=== The exercise ===
Copy the data from the line with "Where can the black ear" through the end of the data, swapping "logo" for "badge" and leaving everything else as it is.

=== Task data ===
>> BEGIN
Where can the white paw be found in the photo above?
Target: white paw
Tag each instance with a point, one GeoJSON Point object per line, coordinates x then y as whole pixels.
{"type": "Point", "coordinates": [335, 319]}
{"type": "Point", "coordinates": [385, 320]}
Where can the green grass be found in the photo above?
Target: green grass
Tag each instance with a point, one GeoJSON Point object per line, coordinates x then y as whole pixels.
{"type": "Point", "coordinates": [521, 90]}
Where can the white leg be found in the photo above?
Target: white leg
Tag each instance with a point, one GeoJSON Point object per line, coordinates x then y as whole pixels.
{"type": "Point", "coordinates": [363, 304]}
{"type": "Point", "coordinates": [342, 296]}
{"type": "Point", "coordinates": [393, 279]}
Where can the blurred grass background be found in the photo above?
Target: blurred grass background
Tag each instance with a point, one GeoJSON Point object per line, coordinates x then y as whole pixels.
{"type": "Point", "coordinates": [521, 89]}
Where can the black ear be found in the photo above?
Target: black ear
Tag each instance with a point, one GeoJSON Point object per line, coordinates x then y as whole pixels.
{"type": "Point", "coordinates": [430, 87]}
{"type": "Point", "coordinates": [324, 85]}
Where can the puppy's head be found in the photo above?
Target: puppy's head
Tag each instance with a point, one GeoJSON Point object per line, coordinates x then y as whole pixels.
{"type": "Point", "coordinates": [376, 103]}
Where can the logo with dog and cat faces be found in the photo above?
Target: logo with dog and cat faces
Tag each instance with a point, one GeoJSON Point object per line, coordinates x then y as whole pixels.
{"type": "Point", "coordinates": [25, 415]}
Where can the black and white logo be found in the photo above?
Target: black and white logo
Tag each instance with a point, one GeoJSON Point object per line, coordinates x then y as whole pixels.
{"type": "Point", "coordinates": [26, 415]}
>> END
=== The answer ===
Where can the black ear be found in the photo above?
Target: black ear
Tag each instance with a point, one GeoJSON Point object per line, coordinates x then y as whole pixels.
{"type": "Point", "coordinates": [430, 87]}
{"type": "Point", "coordinates": [324, 85]}
Where can the puppy's head be found in the photo above?
Target: puppy's head
Tag each instance with a point, one GeoJSON Point object per line, coordinates x then y as whole pixels.
{"type": "Point", "coordinates": [376, 103]}
Where can the badge with dog and cat faces be found in the photo above?
Target: badge with dog and cat faces
Tag each instance with a point, one GeoJSON Point object per line, coordinates x then y as whole pixels.
{"type": "Point", "coordinates": [25, 415]}
Where can the black and white badge be found in the photo above?
Target: black and white badge
Tag each instance with a point, one GeoJSON Point object per line, coordinates x then y as whole pixels.
{"type": "Point", "coordinates": [26, 415]}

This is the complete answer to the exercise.